===== EXCERPT

Associates

Mark Banks, University of Leicester

mb612@le.ac.uk 

 

I’m a sociologist with a general interest in the cultural industries. Over the years I’ve published various articles on aspects of work and employment in music, fashion and design, and a book called The Politics of Cultural Work (2007). Usually I write about the different kinds of values, goods or ethical commitments workers try to pursue, while revealing some of the difficulties and problems inherent in labour markets, and in wider policy contexts, that might prevent them attaining these. I recently co-edited a book with Rosalind Gill and Stephanie Taylor called Theorizing Cultural Work: Labour, Continuity and Change in the Cultural and Creative Industries (Routledge, 2014), written about ‘being in the zone’, art schools and working in jazz, and am currently assembling vague thoughts about cultural work and social justice.

 

James Bennett, Royal Holloway, University of London

james.bennett@rhul.ac.uk

 

Dr James Bennett is Reader in Television & Digital Culture at Royal Holloway, University of London. He is the co-editor of Television & Digital Media (Duke UP) and his work has been published in Cinema Journal, Screen, Convergence and Celebrity Studies Journal. His research examines digital television and culture, production cultures and public service broadcasting. He recently completed a 2 year AHRC project on multiplatforming public service broadcasting, and is currently editing a collection entitled Media Independence (Routledge). In 2014 he will begin an ERC funded project on tapeless workflow and digital television production cultures.

 

Lucy Brown, Creative and Cultural Skills

lucy.brown@ccskills.org.uk

 

I am the Research Officer at Creative and Cultural Skills, with a remit for policy and communications. Key areas of work include making the case for the value of creative education, exploring alternative approaches to education (from fostering commitment to high-quality apprenticeships to embedding creativity throughout the curriculum), and managing an ongoing project on the effects of economic downturn on employment practices in the creative sector. I have a particular interest in issues around fair pay and working conditions for those in part-time and temporary employment, and am interested in the ways in which the education system, as well as employers, might perpetuate the idea that periods of unpaid work in the arts are necessary or inevitable.

==========

WORK INSTRUCTION 1 =
In the associates list, what is Lucy Brown's job title at Creative and Cultural Skills?

===== RECORDS PROVIDED

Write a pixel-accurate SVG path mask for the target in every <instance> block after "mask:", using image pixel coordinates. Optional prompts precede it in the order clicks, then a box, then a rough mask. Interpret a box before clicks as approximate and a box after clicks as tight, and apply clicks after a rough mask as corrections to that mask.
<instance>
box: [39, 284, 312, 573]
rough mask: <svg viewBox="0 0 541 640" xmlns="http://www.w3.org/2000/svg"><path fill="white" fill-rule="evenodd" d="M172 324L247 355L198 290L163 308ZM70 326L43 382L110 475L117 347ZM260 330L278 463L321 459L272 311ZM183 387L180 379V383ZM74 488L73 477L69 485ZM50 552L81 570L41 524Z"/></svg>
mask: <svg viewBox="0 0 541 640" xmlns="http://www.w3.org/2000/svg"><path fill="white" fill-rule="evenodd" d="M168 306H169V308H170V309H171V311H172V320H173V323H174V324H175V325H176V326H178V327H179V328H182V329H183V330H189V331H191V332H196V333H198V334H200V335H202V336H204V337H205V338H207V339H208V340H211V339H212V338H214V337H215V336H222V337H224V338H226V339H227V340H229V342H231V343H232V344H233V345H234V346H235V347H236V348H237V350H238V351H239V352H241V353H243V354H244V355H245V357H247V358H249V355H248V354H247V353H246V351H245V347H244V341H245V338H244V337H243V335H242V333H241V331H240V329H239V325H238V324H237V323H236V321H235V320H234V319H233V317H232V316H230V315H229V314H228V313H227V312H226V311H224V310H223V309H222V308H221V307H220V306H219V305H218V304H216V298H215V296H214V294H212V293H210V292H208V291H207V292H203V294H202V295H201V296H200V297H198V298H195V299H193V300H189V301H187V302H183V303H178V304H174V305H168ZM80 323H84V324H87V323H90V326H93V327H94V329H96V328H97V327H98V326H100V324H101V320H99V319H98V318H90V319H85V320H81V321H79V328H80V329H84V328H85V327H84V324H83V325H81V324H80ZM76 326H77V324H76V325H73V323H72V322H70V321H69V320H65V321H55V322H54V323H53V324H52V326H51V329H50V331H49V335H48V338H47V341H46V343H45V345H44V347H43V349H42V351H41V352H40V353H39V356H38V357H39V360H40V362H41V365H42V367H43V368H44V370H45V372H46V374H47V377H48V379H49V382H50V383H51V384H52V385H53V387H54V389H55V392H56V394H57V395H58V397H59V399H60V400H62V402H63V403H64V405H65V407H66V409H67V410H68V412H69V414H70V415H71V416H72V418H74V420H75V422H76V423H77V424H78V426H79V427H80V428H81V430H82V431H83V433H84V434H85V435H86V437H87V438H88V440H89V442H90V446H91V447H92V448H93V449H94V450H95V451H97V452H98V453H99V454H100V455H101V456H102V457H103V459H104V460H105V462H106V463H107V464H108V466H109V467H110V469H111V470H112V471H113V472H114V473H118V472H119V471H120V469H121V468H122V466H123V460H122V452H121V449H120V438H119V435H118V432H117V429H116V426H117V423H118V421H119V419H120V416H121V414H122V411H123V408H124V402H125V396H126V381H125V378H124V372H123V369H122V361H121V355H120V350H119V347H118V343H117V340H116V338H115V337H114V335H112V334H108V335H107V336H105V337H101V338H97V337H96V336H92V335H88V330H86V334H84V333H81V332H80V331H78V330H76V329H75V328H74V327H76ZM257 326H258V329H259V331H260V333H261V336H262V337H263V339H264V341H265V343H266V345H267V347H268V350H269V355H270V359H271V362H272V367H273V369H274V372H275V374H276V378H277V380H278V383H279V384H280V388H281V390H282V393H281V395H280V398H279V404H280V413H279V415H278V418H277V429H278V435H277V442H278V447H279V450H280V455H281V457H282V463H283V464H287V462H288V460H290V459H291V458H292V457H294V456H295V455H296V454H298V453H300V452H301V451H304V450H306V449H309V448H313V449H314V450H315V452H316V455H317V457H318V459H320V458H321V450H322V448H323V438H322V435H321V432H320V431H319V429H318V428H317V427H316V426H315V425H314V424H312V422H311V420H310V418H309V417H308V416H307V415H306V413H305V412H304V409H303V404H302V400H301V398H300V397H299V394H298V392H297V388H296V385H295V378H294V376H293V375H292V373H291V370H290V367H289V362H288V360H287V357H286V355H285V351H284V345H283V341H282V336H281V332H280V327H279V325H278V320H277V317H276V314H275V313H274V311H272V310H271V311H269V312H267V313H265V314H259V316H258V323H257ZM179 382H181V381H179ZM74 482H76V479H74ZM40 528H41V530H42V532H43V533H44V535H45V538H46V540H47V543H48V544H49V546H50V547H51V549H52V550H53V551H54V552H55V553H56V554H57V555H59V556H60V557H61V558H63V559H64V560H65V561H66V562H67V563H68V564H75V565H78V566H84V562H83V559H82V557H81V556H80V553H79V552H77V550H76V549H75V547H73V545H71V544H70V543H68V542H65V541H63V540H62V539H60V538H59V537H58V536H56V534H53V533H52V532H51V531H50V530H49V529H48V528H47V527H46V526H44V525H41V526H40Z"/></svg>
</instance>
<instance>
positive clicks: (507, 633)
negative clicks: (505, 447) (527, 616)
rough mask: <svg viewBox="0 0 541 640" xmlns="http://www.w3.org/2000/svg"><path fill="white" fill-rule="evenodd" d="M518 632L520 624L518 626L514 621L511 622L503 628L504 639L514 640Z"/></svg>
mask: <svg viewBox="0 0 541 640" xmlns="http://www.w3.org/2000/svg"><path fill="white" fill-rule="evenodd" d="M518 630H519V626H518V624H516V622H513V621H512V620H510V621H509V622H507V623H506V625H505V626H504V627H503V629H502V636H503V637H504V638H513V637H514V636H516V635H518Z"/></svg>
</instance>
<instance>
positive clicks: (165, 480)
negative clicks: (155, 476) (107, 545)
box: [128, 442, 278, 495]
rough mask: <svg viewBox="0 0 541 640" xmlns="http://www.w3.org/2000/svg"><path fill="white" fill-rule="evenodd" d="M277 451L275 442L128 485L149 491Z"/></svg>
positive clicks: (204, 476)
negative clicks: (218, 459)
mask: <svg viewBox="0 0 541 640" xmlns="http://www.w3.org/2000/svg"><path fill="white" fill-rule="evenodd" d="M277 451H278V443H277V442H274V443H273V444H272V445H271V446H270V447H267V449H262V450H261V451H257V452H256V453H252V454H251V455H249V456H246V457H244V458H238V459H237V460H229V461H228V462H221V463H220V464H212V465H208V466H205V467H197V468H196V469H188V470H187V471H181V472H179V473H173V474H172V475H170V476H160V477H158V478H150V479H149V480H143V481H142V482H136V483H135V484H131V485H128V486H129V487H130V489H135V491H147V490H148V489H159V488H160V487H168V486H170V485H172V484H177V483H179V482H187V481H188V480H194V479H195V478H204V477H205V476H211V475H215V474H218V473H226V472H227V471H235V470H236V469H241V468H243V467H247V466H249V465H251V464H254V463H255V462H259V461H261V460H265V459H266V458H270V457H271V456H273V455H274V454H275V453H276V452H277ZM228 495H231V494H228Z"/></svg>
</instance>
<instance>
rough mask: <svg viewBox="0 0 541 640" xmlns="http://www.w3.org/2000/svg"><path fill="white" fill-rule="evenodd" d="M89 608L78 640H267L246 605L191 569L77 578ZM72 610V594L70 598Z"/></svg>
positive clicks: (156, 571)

==========

WORK INSTRUCTION 2 =
Please copy out the rows, starting with the line that contains "451L275 442L128 485L149" and going on through the last line of the rows, character for character.

RESPONSE AREA 1 =
Research Officer

RESPONSE AREA 2 =
rough mask: <svg viewBox="0 0 541 640" xmlns="http://www.w3.org/2000/svg"><path fill="white" fill-rule="evenodd" d="M277 451L275 442L128 485L149 491Z"/></svg>
positive clicks: (204, 476)
negative clicks: (218, 459)
mask: <svg viewBox="0 0 541 640" xmlns="http://www.w3.org/2000/svg"><path fill="white" fill-rule="evenodd" d="M277 451H278V443H277V442H274V443H273V444H272V445H271V446H270V447H267V449H262V450H261V451H257V452H256V453H252V454H251V455H249V456H246V457H244V458H238V459H237V460H229V461H228V462H221V463H220V464H212V465H208V466H205V467H197V468H196V469H188V470H187V471H181V472H179V473H173V474H172V475H170V476H160V477H158V478H150V479H149V480H143V481H142V482H136V483H135V484H131V485H128V486H129V487H130V489H135V491H147V490H148V489H159V488H160V487H168V486H170V485H172V484H177V483H179V482H187V481H188V480H194V479H195V478H204V477H205V476H211V475H215V474H218V473H226V472H227V471H235V470H236V469H241V468H243V467H247V466H249V465H251V464H254V463H255V462H259V461H261V460H265V459H266V458H270V457H271V456H273V455H274V454H275V453H276V452H277ZM228 495H231V494H228Z"/></svg>
</instance>
<instance>
rough mask: <svg viewBox="0 0 541 640" xmlns="http://www.w3.org/2000/svg"><path fill="white" fill-rule="evenodd" d="M89 608L78 640H267L246 605L191 569L77 578ZM72 610V594L70 598Z"/></svg>
positive clicks: (156, 571)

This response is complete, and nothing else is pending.